**练习题:**
1. 根据文档回答以下问题：
(a) 文档首次发布于何时？
(b) 作者说这项工作是什么？
(c) 文档称采用什么工具配置虚拟环境？
2. 把文档中从“深度学习专栏收录该内容”到“我会等我拿到了毕业证再阐述。”的这一段重写一遍，并将其中的“数据集”改称为“数据资源”。

**文档:**

___

STGCN、ASTGCN、STSGCN、STFGNN模型的对比实验操作步骤

蝉鸣的夏天

已于 2022-06-04 16:16:50 修改

阅读量5.9k

点赞数 23

于 2022-06-04 16:05:59 首次发布

本文链接：https://blog.csdn.net/yukiaustin/article/details/125122206

版权

深度学习专栏收录该内容

4 篇文章 1 订阅

订阅专栏

前言

这是我的本科毕业设计，没有用这些大佬们发布的数据集，第一是因为老师会说没有工作量，第二是他们的数据集都是预处理好了，比如PeMSD7如果要更其它的模型比较就没办法像ASTGCN、STSGCN、STFGNN模型要求输入的空间序列一样，具体的问题我会等我拿到了毕业证再阐述。

实验过程

环境配置

都采用conda来配置虚拟环境。

___

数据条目
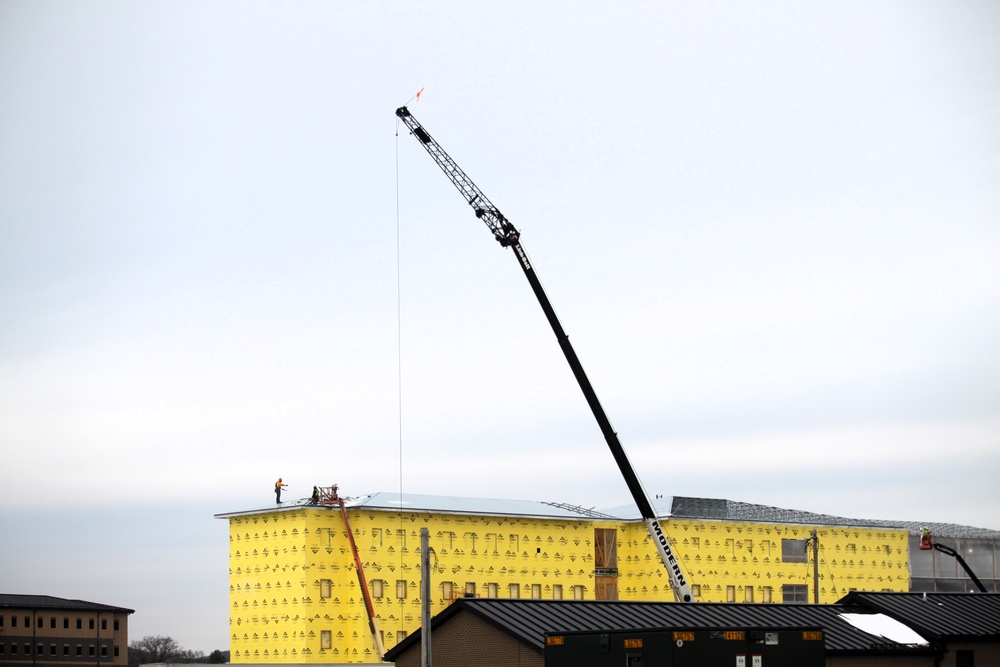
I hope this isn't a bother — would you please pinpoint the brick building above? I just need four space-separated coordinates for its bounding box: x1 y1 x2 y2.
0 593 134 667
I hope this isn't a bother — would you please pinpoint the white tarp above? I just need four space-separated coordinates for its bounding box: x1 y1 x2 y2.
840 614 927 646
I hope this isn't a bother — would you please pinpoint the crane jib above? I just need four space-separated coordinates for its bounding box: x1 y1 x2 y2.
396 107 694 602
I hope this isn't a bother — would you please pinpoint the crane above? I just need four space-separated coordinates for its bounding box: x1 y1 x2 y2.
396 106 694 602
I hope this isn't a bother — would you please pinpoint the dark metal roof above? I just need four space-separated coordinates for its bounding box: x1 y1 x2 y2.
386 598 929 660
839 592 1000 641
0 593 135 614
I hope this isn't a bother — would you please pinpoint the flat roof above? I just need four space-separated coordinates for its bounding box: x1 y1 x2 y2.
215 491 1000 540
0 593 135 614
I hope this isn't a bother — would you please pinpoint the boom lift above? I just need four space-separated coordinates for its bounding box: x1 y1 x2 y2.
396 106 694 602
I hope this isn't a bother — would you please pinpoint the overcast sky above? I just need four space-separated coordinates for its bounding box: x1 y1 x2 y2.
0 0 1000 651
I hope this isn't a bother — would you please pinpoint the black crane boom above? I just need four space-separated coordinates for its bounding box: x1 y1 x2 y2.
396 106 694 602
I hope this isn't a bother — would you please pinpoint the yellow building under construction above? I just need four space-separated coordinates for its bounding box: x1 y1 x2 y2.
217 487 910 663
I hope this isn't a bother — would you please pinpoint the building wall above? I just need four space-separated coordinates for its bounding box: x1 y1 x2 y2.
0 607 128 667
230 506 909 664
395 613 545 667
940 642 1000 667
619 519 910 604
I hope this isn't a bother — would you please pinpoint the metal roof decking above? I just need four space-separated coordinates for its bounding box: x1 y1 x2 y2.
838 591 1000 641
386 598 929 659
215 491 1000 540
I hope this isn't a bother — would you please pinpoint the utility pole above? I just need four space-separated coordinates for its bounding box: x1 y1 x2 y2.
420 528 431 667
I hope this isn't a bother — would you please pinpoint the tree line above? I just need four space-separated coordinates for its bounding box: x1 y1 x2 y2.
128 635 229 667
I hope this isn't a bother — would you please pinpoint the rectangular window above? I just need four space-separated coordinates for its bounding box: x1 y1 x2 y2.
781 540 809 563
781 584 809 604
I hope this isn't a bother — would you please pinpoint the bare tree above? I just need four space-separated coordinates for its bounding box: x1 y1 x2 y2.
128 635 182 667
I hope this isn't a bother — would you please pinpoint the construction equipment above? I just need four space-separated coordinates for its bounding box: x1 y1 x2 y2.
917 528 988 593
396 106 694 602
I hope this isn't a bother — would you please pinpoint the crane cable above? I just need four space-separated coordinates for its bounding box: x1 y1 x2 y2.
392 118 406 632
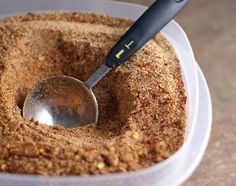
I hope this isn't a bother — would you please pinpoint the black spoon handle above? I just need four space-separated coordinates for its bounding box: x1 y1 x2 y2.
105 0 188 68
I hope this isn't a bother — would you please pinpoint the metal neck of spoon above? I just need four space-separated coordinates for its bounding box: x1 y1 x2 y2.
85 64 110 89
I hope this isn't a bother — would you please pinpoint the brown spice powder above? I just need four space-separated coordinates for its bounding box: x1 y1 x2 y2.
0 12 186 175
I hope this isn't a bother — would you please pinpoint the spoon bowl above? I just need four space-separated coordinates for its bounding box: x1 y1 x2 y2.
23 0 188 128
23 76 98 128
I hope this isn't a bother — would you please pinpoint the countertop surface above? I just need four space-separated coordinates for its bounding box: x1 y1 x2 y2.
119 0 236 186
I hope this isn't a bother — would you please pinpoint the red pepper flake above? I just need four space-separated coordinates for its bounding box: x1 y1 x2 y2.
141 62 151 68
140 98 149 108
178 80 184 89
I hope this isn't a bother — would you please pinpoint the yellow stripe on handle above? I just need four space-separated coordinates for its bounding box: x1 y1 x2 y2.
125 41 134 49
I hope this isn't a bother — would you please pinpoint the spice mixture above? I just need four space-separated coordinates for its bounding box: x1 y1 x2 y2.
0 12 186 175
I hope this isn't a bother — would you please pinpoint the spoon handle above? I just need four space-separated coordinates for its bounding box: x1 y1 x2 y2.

___

**各题答案:**
1.
(a) 2022-06-04 16:05:59
(b) 作者的本科毕业设计
(c) conda

2.
深度学习专栏收录该内容

4 篇文章 1 订阅

订阅专栏

前言

这是我的本科毕业设计，没有用这些大佬们发布的数据资源，第一是因为老师会说没有工作量，第二是他们的数据资源都是预处理好了，比如PeMSD7如果要更其它的模型比较就没办法像ASTGCN、STSGCN、STFGNN模型要求输入的空间序列一样，具体的问题我会等我拿到了毕业证再阐述。